Исходный текст –
+---+

После концерта начинались танцы в зале и продолжались прогулки в боковых помещениях, среди пестрых киосков с шампанским и цветами. Мы не любили танцевать в тесноте, переходили от группы к группе, разговаривали и веселились, хотя бывшие с нами кавалеры-студенты были так незначительны, что я их даже плохо помню.

Бывала я и у провинциальных курсисток, на вечеринках в тесных студенческих комнатках, – реминисценции каких-то шестидесятых годов, не очень удачные. И рассуждали, и пели студенческие песни, но охотнее слушали учеников консерватории, игравших или певших «Пою тебя, бог Гименей…», и очень умеренно и скромно флиртовали с белобрысыми провинциалами – технологами или горняками.

Так шла моя зима до марта. О Блоке я вспоминала с досадой. Я помню, что в моем дневнике, погибшем в Шахматове, были очень резкие фразы на его счет, вроде того, что «мне стыдно вспоминать свою влюбленность в этого фата с рыбьим темпераментом и глазами…» Я считала себя освободившейся.

+---+

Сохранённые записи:
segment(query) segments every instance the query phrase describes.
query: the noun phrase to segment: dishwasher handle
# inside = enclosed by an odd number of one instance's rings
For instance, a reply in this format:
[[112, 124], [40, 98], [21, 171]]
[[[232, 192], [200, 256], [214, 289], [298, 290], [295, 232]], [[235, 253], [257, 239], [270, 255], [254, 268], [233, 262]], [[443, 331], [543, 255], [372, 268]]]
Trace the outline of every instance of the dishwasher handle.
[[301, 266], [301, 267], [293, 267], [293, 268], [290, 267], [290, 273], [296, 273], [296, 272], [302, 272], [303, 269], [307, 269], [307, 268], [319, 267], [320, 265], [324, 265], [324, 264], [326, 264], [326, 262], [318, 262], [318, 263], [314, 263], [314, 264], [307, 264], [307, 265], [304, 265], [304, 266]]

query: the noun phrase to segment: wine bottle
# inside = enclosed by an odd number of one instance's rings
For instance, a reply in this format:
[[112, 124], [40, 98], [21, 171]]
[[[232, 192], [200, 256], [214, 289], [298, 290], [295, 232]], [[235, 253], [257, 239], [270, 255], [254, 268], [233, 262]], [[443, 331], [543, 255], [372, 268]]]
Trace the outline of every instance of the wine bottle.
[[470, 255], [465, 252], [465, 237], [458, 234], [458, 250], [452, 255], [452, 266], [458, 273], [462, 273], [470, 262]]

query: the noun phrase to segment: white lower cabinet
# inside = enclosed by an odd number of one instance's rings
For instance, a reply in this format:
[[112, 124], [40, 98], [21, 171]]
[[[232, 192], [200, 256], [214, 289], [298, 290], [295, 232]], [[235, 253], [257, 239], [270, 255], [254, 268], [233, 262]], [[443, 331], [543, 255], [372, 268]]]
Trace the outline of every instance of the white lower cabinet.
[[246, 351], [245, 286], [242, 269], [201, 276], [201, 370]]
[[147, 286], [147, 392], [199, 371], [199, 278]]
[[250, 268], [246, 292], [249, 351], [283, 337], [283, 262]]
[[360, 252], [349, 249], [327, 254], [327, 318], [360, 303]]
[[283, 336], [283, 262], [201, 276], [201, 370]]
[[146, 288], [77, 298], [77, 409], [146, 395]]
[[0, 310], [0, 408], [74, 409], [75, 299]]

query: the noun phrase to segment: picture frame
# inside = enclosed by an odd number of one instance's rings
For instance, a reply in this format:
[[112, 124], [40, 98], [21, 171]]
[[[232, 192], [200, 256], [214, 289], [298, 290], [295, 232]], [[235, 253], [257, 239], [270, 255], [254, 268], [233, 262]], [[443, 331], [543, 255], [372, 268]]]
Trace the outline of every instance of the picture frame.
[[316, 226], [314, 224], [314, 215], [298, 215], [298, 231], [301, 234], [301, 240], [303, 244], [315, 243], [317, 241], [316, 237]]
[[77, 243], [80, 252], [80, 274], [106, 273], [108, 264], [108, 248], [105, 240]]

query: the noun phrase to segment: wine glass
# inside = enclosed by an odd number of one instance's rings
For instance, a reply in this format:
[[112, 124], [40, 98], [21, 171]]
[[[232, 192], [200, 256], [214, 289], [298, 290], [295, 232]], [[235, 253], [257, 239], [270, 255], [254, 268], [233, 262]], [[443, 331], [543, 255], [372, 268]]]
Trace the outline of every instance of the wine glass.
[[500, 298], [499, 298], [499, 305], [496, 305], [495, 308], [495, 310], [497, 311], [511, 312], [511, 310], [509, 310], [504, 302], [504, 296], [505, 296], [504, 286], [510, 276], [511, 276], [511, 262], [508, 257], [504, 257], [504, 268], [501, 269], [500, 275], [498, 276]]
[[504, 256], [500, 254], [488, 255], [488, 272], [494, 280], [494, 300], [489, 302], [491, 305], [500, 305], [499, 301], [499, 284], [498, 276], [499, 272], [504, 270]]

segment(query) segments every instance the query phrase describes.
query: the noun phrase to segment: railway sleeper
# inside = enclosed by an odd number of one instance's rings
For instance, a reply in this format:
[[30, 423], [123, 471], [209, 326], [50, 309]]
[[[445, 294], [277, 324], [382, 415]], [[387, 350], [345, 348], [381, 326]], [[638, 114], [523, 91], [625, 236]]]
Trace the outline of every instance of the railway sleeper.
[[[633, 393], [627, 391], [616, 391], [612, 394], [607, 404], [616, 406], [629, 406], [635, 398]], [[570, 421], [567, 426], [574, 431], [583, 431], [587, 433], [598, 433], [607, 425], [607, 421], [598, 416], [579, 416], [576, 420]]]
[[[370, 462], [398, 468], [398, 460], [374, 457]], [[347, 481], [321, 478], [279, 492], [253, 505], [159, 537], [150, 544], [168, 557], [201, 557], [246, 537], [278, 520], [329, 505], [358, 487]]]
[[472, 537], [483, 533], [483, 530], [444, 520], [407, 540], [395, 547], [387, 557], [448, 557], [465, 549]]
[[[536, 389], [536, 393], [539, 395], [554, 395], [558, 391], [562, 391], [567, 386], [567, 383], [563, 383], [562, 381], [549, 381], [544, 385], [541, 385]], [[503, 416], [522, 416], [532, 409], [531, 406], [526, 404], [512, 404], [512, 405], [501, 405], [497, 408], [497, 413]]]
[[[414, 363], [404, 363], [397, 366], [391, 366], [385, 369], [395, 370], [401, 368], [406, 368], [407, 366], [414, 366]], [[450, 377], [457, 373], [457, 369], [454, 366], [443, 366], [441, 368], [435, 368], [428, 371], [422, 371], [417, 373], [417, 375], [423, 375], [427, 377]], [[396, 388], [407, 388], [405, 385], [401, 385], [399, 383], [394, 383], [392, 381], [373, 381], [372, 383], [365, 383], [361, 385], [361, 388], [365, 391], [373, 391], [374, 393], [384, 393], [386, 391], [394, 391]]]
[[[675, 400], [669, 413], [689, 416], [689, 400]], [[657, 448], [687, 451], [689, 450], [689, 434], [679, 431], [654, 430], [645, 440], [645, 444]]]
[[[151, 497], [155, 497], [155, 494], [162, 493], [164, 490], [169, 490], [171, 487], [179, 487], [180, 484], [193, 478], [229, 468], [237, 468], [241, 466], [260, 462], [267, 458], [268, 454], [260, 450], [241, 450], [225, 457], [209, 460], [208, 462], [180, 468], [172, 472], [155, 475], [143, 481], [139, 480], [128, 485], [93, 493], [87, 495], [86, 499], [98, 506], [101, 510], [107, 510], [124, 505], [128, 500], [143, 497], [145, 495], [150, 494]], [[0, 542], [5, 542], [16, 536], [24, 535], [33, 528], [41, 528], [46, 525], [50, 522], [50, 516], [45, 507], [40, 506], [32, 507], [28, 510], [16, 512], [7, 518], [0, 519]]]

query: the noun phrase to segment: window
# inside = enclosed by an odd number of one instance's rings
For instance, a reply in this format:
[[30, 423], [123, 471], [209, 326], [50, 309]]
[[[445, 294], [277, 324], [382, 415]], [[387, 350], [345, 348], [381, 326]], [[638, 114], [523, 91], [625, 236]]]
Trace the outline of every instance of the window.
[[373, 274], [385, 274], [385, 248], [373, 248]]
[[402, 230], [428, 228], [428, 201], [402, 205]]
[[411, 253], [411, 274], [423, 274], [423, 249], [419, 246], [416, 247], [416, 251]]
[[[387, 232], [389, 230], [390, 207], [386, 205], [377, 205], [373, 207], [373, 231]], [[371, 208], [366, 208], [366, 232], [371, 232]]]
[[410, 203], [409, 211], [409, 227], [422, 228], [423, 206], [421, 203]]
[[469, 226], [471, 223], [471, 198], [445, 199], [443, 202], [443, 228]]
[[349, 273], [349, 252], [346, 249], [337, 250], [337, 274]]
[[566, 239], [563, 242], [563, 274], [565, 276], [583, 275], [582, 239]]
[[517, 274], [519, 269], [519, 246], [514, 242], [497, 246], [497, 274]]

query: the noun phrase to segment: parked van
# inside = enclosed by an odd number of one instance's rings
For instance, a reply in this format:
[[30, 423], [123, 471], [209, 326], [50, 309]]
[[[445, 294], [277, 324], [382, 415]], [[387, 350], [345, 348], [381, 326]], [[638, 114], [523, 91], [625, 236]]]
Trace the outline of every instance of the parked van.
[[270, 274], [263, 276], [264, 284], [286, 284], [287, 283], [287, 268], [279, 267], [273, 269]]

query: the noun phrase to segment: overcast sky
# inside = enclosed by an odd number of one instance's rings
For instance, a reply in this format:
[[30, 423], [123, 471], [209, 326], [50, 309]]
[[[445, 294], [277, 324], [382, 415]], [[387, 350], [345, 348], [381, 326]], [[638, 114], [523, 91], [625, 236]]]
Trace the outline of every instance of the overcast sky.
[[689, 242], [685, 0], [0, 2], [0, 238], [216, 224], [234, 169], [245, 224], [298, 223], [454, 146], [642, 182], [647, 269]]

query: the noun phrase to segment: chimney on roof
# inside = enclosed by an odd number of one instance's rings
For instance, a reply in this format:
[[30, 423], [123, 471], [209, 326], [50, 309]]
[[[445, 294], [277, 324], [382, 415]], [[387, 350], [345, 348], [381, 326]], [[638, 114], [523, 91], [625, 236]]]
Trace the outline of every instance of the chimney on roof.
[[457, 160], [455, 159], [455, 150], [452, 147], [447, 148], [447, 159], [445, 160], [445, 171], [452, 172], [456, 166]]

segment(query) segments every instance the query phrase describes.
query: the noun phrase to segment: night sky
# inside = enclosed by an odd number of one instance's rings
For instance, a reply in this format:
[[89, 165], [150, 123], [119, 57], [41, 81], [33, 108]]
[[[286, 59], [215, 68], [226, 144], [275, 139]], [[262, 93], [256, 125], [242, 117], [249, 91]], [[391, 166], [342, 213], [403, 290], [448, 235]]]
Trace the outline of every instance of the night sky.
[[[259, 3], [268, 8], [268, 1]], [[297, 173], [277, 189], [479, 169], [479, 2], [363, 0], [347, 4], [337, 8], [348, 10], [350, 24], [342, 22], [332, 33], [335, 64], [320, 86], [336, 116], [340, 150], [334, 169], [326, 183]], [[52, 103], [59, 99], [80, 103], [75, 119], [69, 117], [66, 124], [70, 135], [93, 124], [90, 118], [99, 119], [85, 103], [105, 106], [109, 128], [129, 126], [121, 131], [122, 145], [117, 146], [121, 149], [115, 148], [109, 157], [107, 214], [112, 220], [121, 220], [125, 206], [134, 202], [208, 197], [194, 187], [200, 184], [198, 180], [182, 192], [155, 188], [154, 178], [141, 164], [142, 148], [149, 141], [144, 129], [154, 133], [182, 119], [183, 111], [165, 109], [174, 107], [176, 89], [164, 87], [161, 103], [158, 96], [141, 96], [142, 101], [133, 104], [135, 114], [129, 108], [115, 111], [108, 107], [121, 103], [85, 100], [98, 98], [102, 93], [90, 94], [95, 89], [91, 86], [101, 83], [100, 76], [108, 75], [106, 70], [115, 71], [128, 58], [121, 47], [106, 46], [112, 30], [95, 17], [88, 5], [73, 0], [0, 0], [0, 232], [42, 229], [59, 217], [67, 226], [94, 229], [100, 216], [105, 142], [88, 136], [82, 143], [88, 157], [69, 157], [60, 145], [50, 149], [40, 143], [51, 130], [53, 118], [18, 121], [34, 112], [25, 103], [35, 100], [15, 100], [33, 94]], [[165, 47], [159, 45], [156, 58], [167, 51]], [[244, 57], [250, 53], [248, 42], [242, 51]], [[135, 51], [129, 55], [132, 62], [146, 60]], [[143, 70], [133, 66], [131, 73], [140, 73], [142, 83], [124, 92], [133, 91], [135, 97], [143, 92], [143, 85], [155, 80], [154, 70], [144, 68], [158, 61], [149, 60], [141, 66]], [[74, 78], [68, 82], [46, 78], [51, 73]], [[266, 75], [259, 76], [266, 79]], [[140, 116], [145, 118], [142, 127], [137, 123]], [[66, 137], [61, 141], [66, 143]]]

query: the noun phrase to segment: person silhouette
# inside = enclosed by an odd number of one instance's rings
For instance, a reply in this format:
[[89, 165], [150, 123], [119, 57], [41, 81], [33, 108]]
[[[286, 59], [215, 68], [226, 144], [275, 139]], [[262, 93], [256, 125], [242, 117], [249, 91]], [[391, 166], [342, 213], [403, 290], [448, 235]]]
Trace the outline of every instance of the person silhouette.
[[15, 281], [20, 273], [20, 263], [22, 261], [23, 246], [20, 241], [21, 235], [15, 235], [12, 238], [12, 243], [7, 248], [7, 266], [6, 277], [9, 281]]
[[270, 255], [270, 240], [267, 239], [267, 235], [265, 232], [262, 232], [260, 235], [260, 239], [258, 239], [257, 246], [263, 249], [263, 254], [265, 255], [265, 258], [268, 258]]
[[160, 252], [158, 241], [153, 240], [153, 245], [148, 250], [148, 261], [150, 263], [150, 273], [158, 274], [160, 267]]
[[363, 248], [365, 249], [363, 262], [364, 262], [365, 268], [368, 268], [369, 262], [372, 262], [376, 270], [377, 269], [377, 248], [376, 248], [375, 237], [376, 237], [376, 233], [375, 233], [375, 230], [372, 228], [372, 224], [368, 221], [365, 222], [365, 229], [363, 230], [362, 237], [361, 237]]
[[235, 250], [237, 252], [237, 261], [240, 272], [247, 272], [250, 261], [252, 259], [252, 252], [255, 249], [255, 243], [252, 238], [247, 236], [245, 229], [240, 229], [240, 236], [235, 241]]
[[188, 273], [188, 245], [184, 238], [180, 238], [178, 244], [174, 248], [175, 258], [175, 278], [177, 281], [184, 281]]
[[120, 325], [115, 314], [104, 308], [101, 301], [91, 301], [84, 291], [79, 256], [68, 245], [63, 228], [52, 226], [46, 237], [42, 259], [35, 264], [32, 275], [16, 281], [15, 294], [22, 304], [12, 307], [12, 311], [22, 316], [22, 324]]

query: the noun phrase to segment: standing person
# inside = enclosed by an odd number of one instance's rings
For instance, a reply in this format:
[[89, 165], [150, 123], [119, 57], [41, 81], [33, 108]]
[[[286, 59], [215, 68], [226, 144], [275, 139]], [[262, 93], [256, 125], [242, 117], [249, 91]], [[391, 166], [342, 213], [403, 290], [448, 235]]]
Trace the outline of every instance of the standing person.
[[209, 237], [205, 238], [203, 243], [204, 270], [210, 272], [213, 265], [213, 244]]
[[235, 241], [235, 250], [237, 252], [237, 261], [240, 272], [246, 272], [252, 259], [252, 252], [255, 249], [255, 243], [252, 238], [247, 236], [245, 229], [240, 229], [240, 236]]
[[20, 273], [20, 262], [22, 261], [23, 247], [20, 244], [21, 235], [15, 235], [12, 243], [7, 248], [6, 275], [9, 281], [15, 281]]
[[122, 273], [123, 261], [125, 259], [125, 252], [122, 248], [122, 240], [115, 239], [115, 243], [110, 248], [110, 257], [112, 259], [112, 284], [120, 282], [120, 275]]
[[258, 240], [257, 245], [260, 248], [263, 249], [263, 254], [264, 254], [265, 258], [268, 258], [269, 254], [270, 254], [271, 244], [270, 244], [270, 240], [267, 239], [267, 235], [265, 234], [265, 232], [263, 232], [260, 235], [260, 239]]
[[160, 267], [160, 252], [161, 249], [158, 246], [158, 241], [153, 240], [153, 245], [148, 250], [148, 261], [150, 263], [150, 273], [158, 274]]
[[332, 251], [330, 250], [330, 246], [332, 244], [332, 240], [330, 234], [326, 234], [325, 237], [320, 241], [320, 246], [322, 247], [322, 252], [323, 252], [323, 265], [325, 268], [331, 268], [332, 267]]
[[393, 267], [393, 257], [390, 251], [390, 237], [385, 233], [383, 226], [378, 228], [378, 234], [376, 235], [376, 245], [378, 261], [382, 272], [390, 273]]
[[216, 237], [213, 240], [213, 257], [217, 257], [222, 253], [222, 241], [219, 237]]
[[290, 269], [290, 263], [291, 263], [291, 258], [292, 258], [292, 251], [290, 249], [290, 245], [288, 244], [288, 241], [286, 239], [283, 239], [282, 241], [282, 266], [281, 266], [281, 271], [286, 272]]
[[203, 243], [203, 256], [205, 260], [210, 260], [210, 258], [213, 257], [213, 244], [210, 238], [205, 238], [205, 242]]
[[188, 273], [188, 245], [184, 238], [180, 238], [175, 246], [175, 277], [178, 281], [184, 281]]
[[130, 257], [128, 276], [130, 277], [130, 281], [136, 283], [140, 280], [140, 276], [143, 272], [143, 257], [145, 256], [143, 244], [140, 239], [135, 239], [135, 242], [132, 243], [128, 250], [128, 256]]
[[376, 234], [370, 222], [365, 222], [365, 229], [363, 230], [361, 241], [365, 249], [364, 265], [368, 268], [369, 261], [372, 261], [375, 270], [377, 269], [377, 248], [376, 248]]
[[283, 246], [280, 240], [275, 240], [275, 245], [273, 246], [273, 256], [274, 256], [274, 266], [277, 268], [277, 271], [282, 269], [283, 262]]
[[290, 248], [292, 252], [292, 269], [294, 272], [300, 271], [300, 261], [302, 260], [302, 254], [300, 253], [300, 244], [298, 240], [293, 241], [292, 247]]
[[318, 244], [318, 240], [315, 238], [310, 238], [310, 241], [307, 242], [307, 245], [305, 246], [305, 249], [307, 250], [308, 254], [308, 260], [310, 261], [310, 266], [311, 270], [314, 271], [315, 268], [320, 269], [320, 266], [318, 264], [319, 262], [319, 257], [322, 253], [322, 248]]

+---+

Извлеките дословно из исходного текста всё, что идёт от слов «После концерта начинались» вплоть до слов «технологами или горняками.» включительно.

Полный ответ –
После концерта начинались танцы в зале и продолжались прогулки в боковых помещениях, среди пестрых киосков с шампанским и цветами. Мы не любили танцевать в тесноте, переходили от группы к группе, разговаривали и веселились, хотя бывшие с нами кавалеры-студенты были так незначительны, что я их даже плохо помню.

Бывала я и у провинциальных курсисток, на вечеринках в тесных студенческих комнатках, – реминисценции каких-то шестидесятых годов, не очень удачные. И рассуждали, и пели студенческие песни, но охотнее слушали учеников консерватории, игравших или певших «Пою тебя, бог Гименей…», и очень умеренно и скромно флиртовали с белобрысыми провинциалами – технологами или горняками.